### EXCERPTED PASSAGE
- - -

Despite known uncertainties in determining the precise phase and boundaries of clouds, the synergy between CPR and CALIOP greatly enhances the characterization of these properties, making it a standard validation benchmark in numerous studies [8,9,13]. We use the 2B-CLDCLASS-LIDAR product as the ground truth in this study, including cloud layer top height ( h C ), cloud layer base height ( b C ), number of layers ( n C ), and cloud phase ( φ C ). Additionally, to describe the vertical dimension of the clouds, we use the general term cloud vertical extent (CVE). The specific calculation of CVE depends on the cloud layering. For single-layer clouds, CVE is defined as cloud geometrical thickness (CGT), calculated as the difference between the cloud top and base height. For multi-layer systems, CVE is defined as the cloud system depth (CSD), which is the distance from the top of the highest layer to the base of the lowest layer, a parameter that better represents the total vertical range perceived by passive sensors.

Adjustment of Cloud Layer Number

While the 2B-CLDCLASS-LIDAR product provides a precise layer count ( n C ), this fine-grained classification can create feature redundancy from the perspective of a passive sensor. Columns with varying layer counts might exhibit similar characteristics from the view of passive remote sensing; for example, two distinct, optically thin cirrus layers may be indistinguishable from a single, thicker one.
To create a training label more representative of such passive observations, we propose an adjustment based on physical similarity. This adjustment is defined by three criteria. First, the layers can be merged and must share the same cloud phase, as this indicates similar microphysical and radiative properties. Second, the vertical distance between them must be less than 1.5 km; radiative transfer within the intervening clear-sky gap cannot be considered negligible when the distance is large. Third, the thickness of any individual layer must be less than 3 km, which prevents the incorrect merging of separate, well-developed cloud systems. The resulting “adjusted cloud layer number” (CLN, n C ) is used as the ground-truth label in this study.
It is acknowledged that the CloudSat/CALIPSO product, while being the best available ground truth for global CVS studies, has its own uncertainties. A primary concern is the ~500 m physical vertical resolution of the CPR, which might lead to ambiguities in identifying closely spaced, thin cloud layers. However, this limitation must be evaluated in the context of the problem we aim to solve. Passive sensors, which this study seeks to optimize, are themselves insensitive to fine vertical structures; their effective vertical resolution for the underlying layers is significantly coarser than that of the active sensors. Our layer-merging approach is therefore a deliberate design choice, coarsening the “truth” classification to better match what a passive sensor can realistically discern. Judged against the observational capabilities of passive remote sensing, the ~500 m vertical resolution of the CloudSat/CALIPSO product is thus considered more than adequate for the purpose of training our optimization model.

- - -

### DATASET SECTION
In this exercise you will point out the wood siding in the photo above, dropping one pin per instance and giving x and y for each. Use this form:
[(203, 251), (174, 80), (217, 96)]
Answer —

- - -

### WRITTEN PROBLEM A
Which cloud properties does the cloud-layer passage say are taken from the 2B-CLDCLASS-LIDAR product as ground truth?
### WRITTEN PROBLEM B
Carry on the passage about cloud layers and their adjustment, starting after its final sentence.

### TASK ANSWER A
- Cloud layer top height
- Cloud layer base height
- Number of layers
- Cloud phase

### TASK ANSWER B
2.4. Problems in Passive Remote Sensing

Passive remote sensing has its own systematic errors, stemming from the various principles by which sensors acquire information. Therefore, we utilize active remote sensing cloud products to assess the accuracy of passive remote sensing cloud products. Below are the systematic errors present in the passive remote sensing CTH products used in this study.

2.4.1. FY-4A CTH Systematic Error

The CTH retrieval for FY-4A is based on thermal infrared (TIR) radiative transfer theory. The core principle involves retrieving cloud top temperatures from the radiation difference between the 10.8 μm and 12.0 μm infrared window channels, and then calculating the CTH using the atmospheric temperature profile [14]. Its performance heavily relies on the characteristics of the cloud layer structure, as thermal emission from lower portions of the cloud or underlying layers can also contribute to the satellite-observed radiance.
Figure 1a presents the cloud top height (CTH) retrieval accuracy for single-layer cloud systems, demonstrating an RMSE of 3.9 km and MAE of 2.6 km. The data points collectively exhibit a systematic underestimation pattern, while most of them align reasonably well with the 1:1 reference line.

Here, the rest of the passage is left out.